Write out the data below without any change, from its very first line through the line that contains "338L224 108L253 4L0".
_____
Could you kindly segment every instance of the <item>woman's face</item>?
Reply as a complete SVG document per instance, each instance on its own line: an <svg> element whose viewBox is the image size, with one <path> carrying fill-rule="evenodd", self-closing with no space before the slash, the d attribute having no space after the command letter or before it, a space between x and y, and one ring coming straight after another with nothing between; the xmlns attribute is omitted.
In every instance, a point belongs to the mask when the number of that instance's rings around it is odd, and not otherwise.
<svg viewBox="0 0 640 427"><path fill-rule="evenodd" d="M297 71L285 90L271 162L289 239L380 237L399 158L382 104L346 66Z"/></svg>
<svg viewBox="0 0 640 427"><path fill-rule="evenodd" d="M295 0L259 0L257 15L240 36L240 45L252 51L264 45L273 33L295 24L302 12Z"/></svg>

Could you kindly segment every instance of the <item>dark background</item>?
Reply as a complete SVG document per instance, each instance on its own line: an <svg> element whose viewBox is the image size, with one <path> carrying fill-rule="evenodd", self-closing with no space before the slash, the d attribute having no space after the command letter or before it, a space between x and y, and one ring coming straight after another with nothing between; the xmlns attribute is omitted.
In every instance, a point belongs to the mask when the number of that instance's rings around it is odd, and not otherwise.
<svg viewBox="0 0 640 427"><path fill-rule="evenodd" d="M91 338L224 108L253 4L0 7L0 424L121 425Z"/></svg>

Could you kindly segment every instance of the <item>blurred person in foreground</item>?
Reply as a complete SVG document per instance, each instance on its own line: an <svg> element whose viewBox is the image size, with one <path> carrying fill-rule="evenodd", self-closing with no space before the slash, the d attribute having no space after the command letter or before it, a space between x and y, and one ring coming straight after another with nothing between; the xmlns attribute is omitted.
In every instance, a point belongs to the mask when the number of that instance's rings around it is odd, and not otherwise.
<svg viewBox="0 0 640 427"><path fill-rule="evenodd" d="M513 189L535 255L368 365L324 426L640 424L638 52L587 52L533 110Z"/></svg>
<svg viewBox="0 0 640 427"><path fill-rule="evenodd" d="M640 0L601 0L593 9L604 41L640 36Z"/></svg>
_____
*Answer in full*
Could you kindly segment every instance of the <item>woman's face</item>?
Reply as a complete SVG document per instance, each instance on its own line: an <svg> element whose viewBox is the image size, with one <path> carrying fill-rule="evenodd", self-closing with no space before the slash, the d attribute having no space after the command letter or before it, a space between x and y, and one ring coming straight after another with nothing between; the xmlns attribute is omitted.
In every instance, a point belongs to the mask when the number of that instance's rings around it is odd, and not otherwise.
<svg viewBox="0 0 640 427"><path fill-rule="evenodd" d="M297 71L285 90L271 162L289 239L380 237L399 158L382 104L346 66Z"/></svg>
<svg viewBox="0 0 640 427"><path fill-rule="evenodd" d="M295 0L259 0L257 15L240 36L240 45L252 51L264 45L273 33L295 24L302 12Z"/></svg>

Could you kindly segment every instance of the <item>dark background</item>?
Reply as a complete SVG document per instance, each instance on its own line: an <svg> element whose viewBox is the image size, with one <path> carrying fill-rule="evenodd", self-closing with no space before the slash, the d attribute having no space after the command letter or before it, a space between x and y, and one ring coming straight after another with nothing between; the xmlns attribute is omitted.
In every instance, a point belongs to the mask when the number of that instance's rings around it is odd, and not otherwise.
<svg viewBox="0 0 640 427"><path fill-rule="evenodd" d="M91 338L224 108L253 4L0 7L0 424L121 425Z"/></svg>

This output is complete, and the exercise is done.